**Task to complete:**
Write the data out again exactly, with no pictures.

**Given records:**
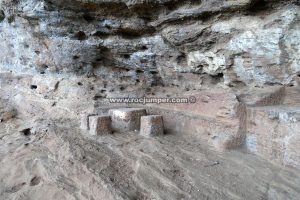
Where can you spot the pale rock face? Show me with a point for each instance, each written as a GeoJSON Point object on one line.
{"type": "Point", "coordinates": [208, 62]}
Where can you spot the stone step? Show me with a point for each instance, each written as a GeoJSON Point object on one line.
{"type": "Point", "coordinates": [152, 125]}
{"type": "Point", "coordinates": [126, 119]}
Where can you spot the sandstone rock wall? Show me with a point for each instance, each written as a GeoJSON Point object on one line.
{"type": "Point", "coordinates": [185, 43]}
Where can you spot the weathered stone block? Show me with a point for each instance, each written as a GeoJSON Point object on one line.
{"type": "Point", "coordinates": [152, 125]}
{"type": "Point", "coordinates": [100, 125]}
{"type": "Point", "coordinates": [84, 121]}
{"type": "Point", "coordinates": [126, 119]}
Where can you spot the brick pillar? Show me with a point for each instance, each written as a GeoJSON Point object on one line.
{"type": "Point", "coordinates": [100, 125]}
{"type": "Point", "coordinates": [126, 119]}
{"type": "Point", "coordinates": [152, 125]}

**Correct result:**
Where can you spot the pale rock face? Show me with a point for each instance, each written as a GeoJSON Point object on one line.
{"type": "Point", "coordinates": [208, 62]}
Where can you spot the stone step? Show me with a point for each instance, each written as a GeoJSON Point object on one line.
{"type": "Point", "coordinates": [152, 125]}
{"type": "Point", "coordinates": [126, 119]}
Where can you spot the sandstone rock wall? Show me with a point for each instance, each written as a GeoJSON Point object on one line.
{"type": "Point", "coordinates": [185, 43]}
Where can you spot the weathered stone block? Show me with a point for each instance, each written as a GeoJSON Point object on one line.
{"type": "Point", "coordinates": [152, 125]}
{"type": "Point", "coordinates": [100, 125]}
{"type": "Point", "coordinates": [84, 121]}
{"type": "Point", "coordinates": [126, 119]}
Where can you spot the brick pillar? Show me with a point for each instance, each written as a GeoJSON Point object on one line.
{"type": "Point", "coordinates": [100, 125]}
{"type": "Point", "coordinates": [126, 119]}
{"type": "Point", "coordinates": [152, 125]}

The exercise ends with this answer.